##### RECORDED INFORMATION

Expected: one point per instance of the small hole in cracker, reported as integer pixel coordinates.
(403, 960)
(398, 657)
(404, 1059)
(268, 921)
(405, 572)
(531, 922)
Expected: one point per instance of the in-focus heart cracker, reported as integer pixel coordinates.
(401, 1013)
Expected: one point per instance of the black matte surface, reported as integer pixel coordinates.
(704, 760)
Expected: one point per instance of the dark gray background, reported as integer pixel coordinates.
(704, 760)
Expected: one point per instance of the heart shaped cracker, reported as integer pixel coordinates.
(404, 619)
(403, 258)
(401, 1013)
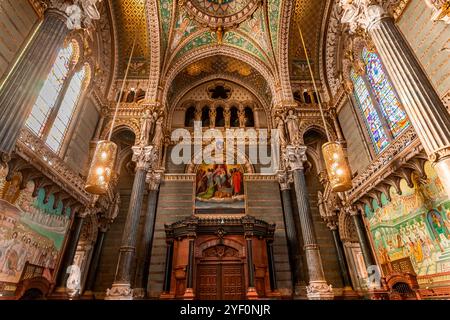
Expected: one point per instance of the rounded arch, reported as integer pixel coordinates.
(310, 125)
(213, 242)
(122, 124)
(205, 52)
(196, 159)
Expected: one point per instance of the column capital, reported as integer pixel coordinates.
(285, 179)
(143, 156)
(153, 179)
(364, 14)
(296, 156)
(79, 13)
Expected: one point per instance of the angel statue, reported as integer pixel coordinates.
(292, 126)
(158, 136)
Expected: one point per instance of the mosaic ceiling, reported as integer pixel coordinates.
(252, 26)
(131, 24)
(309, 16)
(228, 68)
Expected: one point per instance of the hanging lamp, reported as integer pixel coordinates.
(336, 160)
(103, 161)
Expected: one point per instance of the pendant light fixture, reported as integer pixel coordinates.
(103, 161)
(336, 160)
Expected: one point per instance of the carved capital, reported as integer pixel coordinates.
(144, 157)
(319, 290)
(119, 292)
(154, 180)
(296, 156)
(285, 179)
(440, 155)
(79, 14)
(363, 14)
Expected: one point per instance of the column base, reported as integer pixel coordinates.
(442, 168)
(319, 290)
(349, 293)
(252, 294)
(138, 293)
(119, 291)
(300, 292)
(189, 294)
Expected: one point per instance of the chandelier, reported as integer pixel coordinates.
(103, 161)
(334, 154)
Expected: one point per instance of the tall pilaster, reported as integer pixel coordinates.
(285, 179)
(153, 180)
(425, 109)
(69, 252)
(318, 289)
(22, 86)
(369, 259)
(93, 267)
(121, 288)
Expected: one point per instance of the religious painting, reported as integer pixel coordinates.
(219, 189)
(32, 229)
(414, 225)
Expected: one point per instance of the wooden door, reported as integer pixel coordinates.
(220, 281)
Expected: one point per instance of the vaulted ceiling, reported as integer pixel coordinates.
(253, 27)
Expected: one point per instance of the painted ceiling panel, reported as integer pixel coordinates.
(130, 23)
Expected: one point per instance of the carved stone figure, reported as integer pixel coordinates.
(158, 136)
(292, 126)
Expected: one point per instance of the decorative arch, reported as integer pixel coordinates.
(204, 52)
(192, 168)
(130, 124)
(283, 58)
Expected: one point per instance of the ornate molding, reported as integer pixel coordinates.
(34, 151)
(296, 156)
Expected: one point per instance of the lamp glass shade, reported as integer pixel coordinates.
(101, 168)
(338, 167)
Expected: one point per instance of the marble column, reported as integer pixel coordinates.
(285, 180)
(168, 267)
(425, 109)
(70, 250)
(318, 287)
(23, 84)
(93, 267)
(345, 276)
(251, 291)
(153, 180)
(272, 270)
(121, 287)
(189, 293)
(369, 259)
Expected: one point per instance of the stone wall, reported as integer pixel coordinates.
(430, 42)
(357, 152)
(17, 22)
(264, 202)
(175, 202)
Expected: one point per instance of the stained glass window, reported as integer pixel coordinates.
(387, 99)
(59, 128)
(50, 91)
(373, 121)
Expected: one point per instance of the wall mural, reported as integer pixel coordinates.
(220, 187)
(32, 229)
(414, 224)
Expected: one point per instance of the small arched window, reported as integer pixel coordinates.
(220, 118)
(189, 117)
(234, 117)
(50, 91)
(380, 107)
(205, 117)
(58, 98)
(67, 108)
(249, 117)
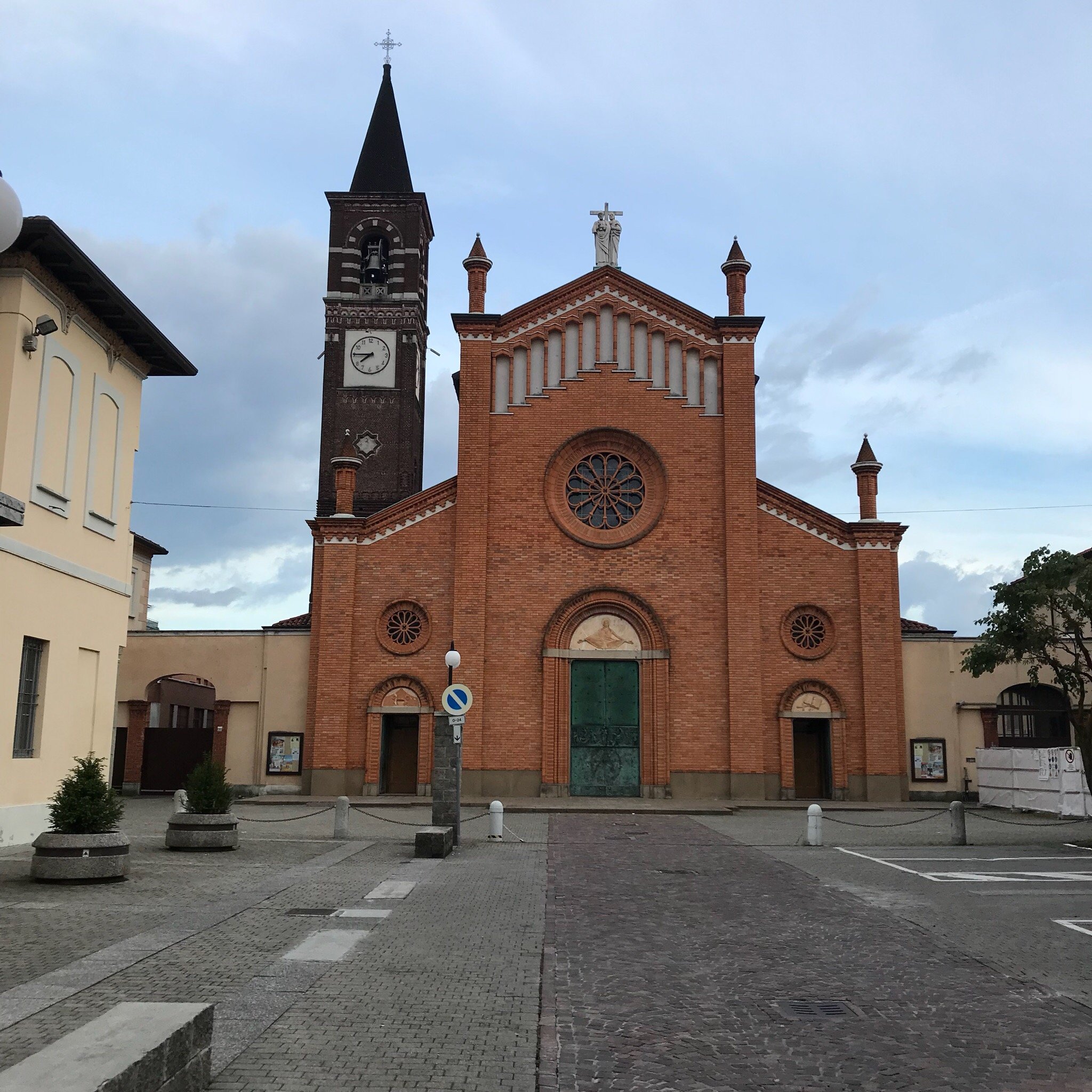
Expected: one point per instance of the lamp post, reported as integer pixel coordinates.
(448, 762)
(11, 215)
(452, 660)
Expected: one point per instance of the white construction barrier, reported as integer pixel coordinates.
(1033, 779)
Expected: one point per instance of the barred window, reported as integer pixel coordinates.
(1032, 713)
(27, 708)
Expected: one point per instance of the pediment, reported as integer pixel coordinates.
(607, 285)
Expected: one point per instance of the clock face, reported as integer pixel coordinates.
(370, 355)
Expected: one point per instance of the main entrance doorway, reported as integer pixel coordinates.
(605, 729)
(398, 760)
(812, 769)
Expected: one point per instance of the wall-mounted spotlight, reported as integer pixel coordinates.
(43, 326)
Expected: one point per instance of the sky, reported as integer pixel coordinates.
(910, 183)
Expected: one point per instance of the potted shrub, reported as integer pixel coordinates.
(83, 845)
(207, 824)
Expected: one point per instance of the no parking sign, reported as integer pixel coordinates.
(457, 699)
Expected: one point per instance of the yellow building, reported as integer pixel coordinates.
(75, 352)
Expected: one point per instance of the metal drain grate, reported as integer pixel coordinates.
(798, 1009)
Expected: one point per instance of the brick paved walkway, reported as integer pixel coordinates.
(669, 946)
(665, 948)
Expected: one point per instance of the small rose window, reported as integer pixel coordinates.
(605, 491)
(403, 628)
(808, 632)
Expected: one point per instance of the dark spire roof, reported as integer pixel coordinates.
(382, 167)
(866, 454)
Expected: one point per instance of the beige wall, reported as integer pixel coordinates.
(263, 674)
(941, 703)
(63, 582)
(141, 577)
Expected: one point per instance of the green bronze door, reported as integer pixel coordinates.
(604, 749)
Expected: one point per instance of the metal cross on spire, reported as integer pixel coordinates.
(387, 45)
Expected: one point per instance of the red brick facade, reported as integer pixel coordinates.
(708, 574)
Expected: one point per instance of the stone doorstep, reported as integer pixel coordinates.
(552, 804)
(137, 1047)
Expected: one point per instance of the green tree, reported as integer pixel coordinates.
(84, 803)
(208, 792)
(1044, 621)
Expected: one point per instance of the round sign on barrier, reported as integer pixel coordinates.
(457, 699)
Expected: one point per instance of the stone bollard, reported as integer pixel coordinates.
(958, 818)
(341, 820)
(496, 822)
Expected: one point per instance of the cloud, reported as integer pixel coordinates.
(197, 598)
(246, 589)
(948, 597)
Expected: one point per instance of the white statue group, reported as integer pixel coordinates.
(607, 232)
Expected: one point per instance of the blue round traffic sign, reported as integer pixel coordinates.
(457, 699)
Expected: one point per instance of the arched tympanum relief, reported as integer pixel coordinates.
(606, 632)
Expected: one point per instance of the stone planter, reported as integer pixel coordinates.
(80, 858)
(188, 830)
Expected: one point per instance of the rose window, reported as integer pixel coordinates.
(404, 627)
(605, 491)
(808, 631)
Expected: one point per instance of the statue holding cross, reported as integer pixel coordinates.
(607, 232)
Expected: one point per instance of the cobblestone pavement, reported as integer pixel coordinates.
(646, 951)
(670, 948)
(440, 995)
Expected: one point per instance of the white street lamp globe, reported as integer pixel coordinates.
(11, 215)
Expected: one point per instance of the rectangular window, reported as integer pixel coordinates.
(27, 709)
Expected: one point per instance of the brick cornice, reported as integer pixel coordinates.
(335, 531)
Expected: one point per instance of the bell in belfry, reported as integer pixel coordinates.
(375, 271)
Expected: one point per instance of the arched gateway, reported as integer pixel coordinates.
(605, 679)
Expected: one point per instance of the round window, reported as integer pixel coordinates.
(605, 489)
(403, 628)
(807, 632)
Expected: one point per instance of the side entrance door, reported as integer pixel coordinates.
(399, 759)
(812, 759)
(605, 733)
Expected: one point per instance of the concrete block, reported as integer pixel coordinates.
(434, 841)
(138, 1047)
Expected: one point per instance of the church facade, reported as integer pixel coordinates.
(636, 612)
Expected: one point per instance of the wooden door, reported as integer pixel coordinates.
(812, 758)
(172, 751)
(605, 733)
(400, 754)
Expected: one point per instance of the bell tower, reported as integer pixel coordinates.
(377, 305)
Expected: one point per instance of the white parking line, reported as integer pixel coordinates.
(1013, 876)
(1077, 924)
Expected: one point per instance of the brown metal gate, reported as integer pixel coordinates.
(183, 737)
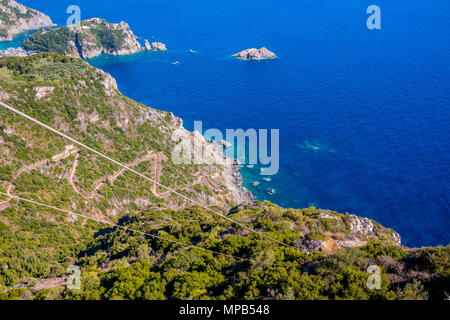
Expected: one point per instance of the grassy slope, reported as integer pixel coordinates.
(37, 243)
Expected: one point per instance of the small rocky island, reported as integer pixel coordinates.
(155, 46)
(255, 54)
(16, 18)
(94, 37)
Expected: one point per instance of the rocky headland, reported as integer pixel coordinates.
(92, 38)
(255, 54)
(15, 52)
(16, 18)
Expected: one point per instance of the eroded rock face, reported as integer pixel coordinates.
(155, 46)
(89, 46)
(15, 52)
(88, 40)
(16, 18)
(255, 54)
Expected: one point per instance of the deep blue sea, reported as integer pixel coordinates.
(363, 114)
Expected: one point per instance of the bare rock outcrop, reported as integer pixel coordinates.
(16, 18)
(93, 37)
(155, 46)
(15, 52)
(255, 54)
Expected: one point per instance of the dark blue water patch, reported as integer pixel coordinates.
(379, 100)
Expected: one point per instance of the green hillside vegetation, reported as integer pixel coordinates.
(66, 41)
(39, 244)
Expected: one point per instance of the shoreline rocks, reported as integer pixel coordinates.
(15, 52)
(155, 46)
(255, 54)
(17, 18)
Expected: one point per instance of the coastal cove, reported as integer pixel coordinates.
(365, 133)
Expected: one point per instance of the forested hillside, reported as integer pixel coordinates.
(325, 254)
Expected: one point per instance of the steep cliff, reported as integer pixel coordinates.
(319, 255)
(92, 38)
(16, 18)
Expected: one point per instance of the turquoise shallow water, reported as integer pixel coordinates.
(363, 115)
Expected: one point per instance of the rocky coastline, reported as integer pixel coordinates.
(92, 38)
(17, 18)
(255, 54)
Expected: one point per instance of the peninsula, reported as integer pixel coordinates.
(16, 18)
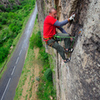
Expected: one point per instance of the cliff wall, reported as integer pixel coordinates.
(78, 79)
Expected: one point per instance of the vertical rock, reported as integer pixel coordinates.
(79, 79)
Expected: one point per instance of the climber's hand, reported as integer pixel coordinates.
(72, 17)
(71, 39)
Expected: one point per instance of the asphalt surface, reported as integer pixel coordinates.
(9, 81)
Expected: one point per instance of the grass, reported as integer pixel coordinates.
(46, 90)
(15, 41)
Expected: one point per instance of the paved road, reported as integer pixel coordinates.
(9, 81)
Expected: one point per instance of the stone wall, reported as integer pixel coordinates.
(79, 79)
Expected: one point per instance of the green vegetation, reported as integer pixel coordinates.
(11, 25)
(46, 89)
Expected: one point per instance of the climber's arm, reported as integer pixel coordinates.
(62, 30)
(57, 23)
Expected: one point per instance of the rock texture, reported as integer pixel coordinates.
(80, 78)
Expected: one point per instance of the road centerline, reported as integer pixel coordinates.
(5, 89)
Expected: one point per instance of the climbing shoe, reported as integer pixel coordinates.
(69, 50)
(67, 60)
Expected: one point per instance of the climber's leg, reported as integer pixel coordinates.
(58, 47)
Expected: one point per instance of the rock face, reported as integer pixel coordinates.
(80, 78)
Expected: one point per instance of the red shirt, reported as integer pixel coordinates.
(49, 29)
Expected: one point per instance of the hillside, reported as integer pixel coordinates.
(12, 23)
(79, 79)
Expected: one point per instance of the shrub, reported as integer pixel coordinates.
(4, 21)
(48, 74)
(35, 40)
(0, 26)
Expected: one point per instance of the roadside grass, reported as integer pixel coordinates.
(46, 90)
(15, 41)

##########

[WORK TO BE COMPLETED] Retype exactly the lines from the one containing "Expected: one point per instance of the climbing" through the last line of the records above, including both.

[OUTPUT OF THE EXERCISE]
Expected: one point per instance of the climbing shoe, reported as integer pixel coordinates.
(69, 50)
(67, 60)
Expected: one point per instance of the climber's leg, reported as integer pixel coordinates.
(58, 47)
Expected: one point per instance of the rock face, reported as integer pixel coordinates.
(80, 78)
Expected: one point per instance of the red shirt, reported as integer pixel coordinates.
(49, 29)
Expected: one point per instance of the hillside, reported as integer pixel coordinates.
(12, 23)
(79, 79)
Expected: one point per instance of the shrub, reported as integer pixel coordinates.
(4, 21)
(48, 74)
(35, 40)
(0, 26)
Expected: one point per instance of the roadside grass, reported as integer pixel coordinates.
(46, 90)
(15, 41)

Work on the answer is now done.